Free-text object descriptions
%%

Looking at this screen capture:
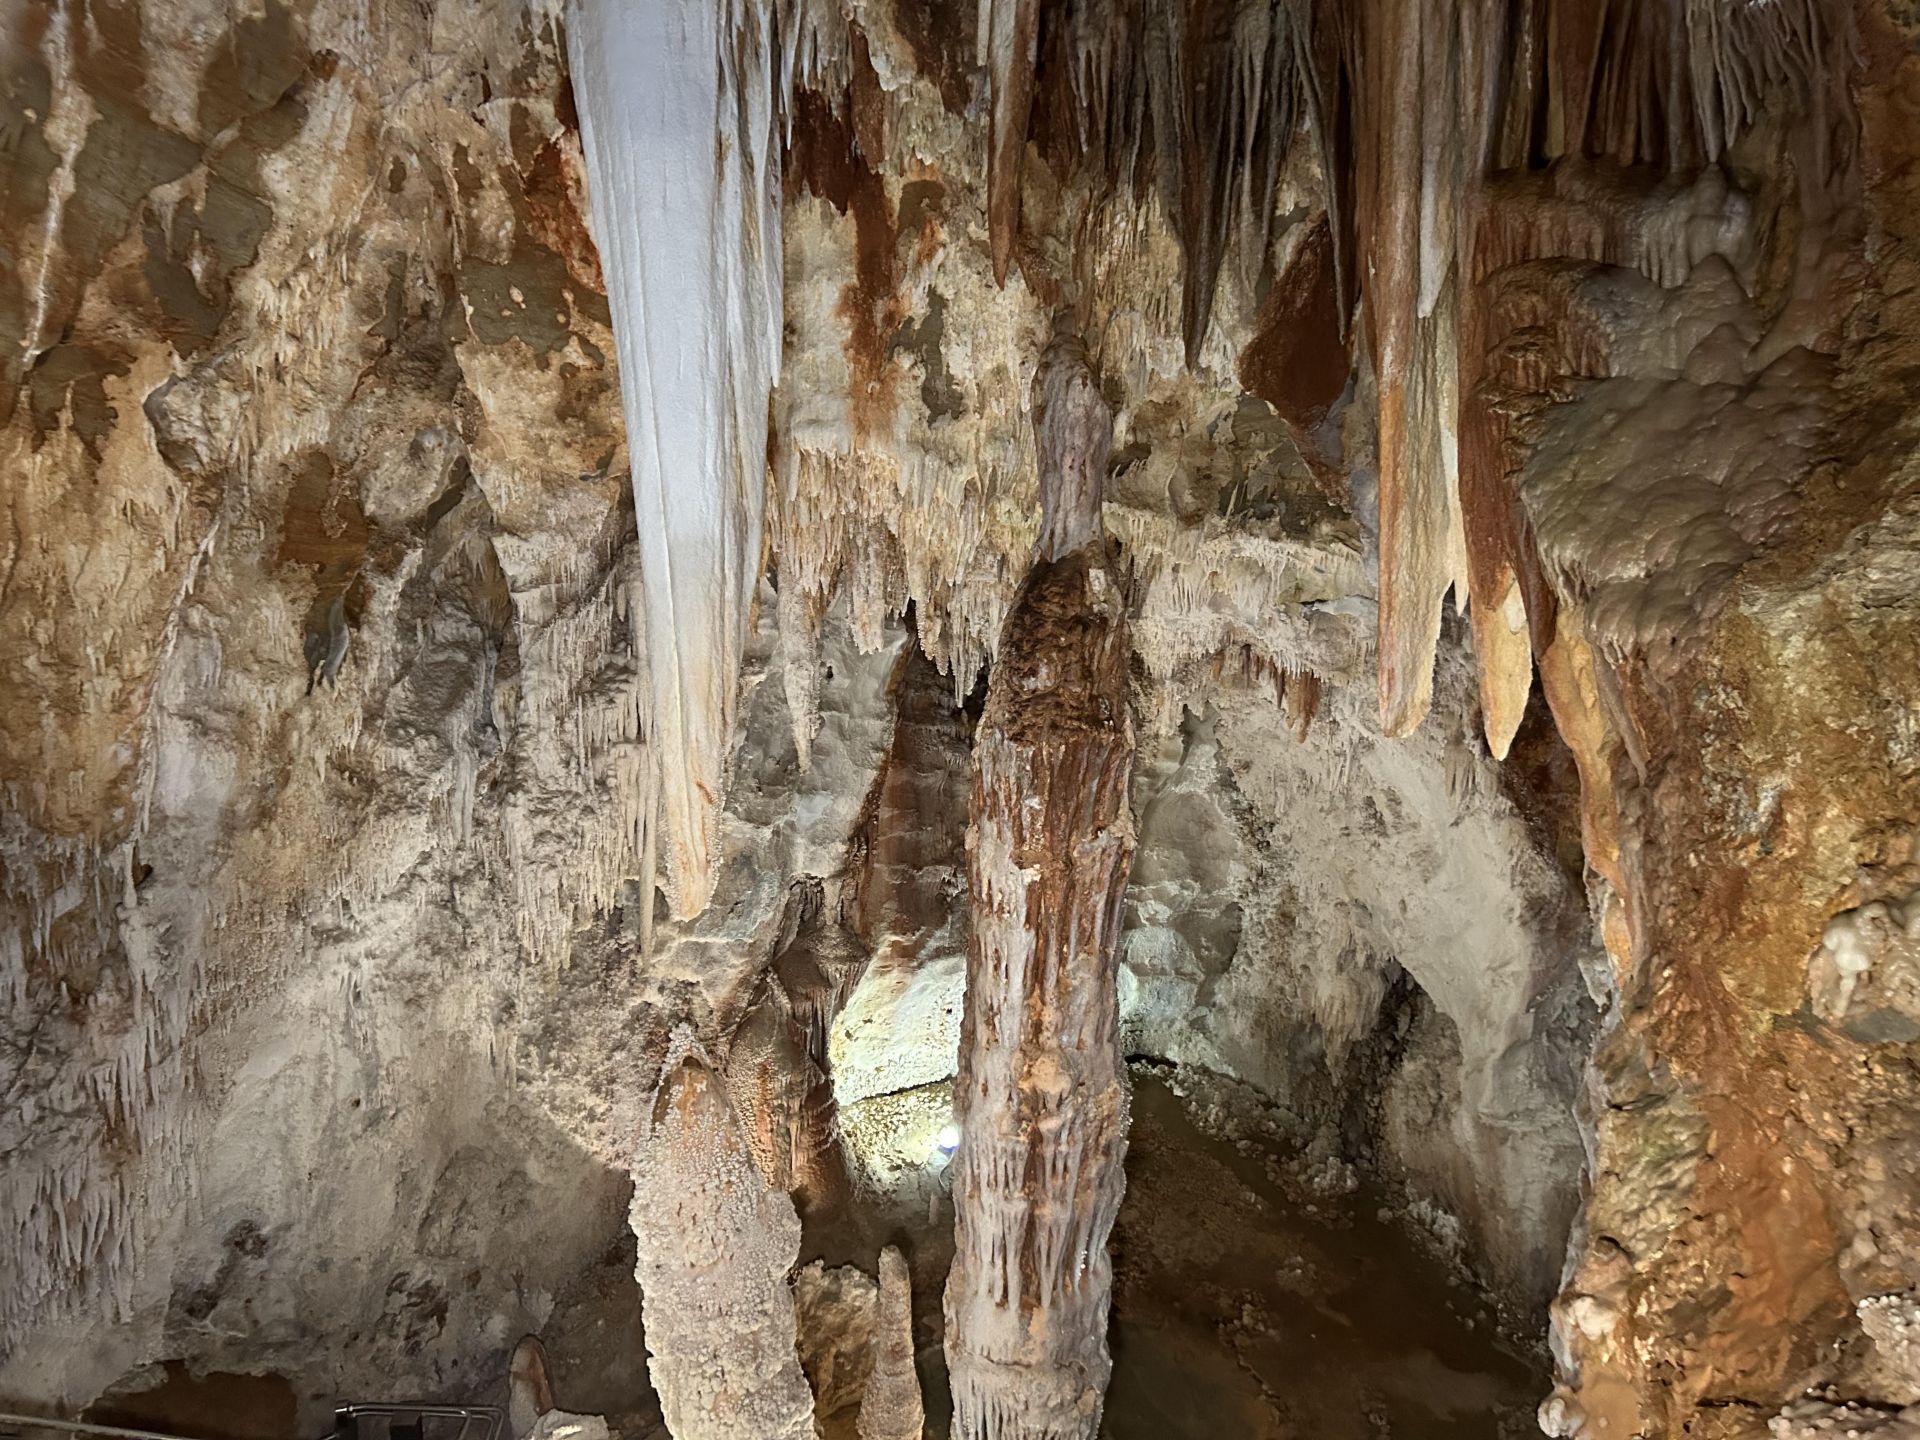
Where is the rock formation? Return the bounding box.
[857,1247,925,1440]
[944,336,1135,1439]
[626,1033,816,1440]
[791,1258,879,1424]
[509,1335,558,1440]
[3,2,1919,1437]
[509,1335,612,1440]
[566,0,785,918]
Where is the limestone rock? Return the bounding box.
[944,339,1134,1440]
[628,1034,816,1440]
[858,1247,925,1440]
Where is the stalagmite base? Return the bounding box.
[856,1247,925,1440]
[944,338,1135,1440]
[627,1032,817,1440]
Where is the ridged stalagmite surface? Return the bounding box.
[944,338,1135,1440]
[856,1246,925,1440]
[628,1032,817,1440]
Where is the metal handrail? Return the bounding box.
[0,1403,505,1440]
[332,1405,503,1440]
[0,1415,217,1440]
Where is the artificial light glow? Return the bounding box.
[935,1123,961,1154]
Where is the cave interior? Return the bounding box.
[3,1,1920,1438]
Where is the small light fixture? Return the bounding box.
[934,1122,961,1156]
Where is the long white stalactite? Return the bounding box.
[567,0,782,919]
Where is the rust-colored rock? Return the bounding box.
[944,338,1135,1440]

%%

* _Problem description_
What is needed is an exact copy of the lines from the one containing "Where is the rust-colored" through the last line of the records above, both included.

* _Response_
Where is the rust-colored rock? Return the bounding box.
[944,338,1135,1440]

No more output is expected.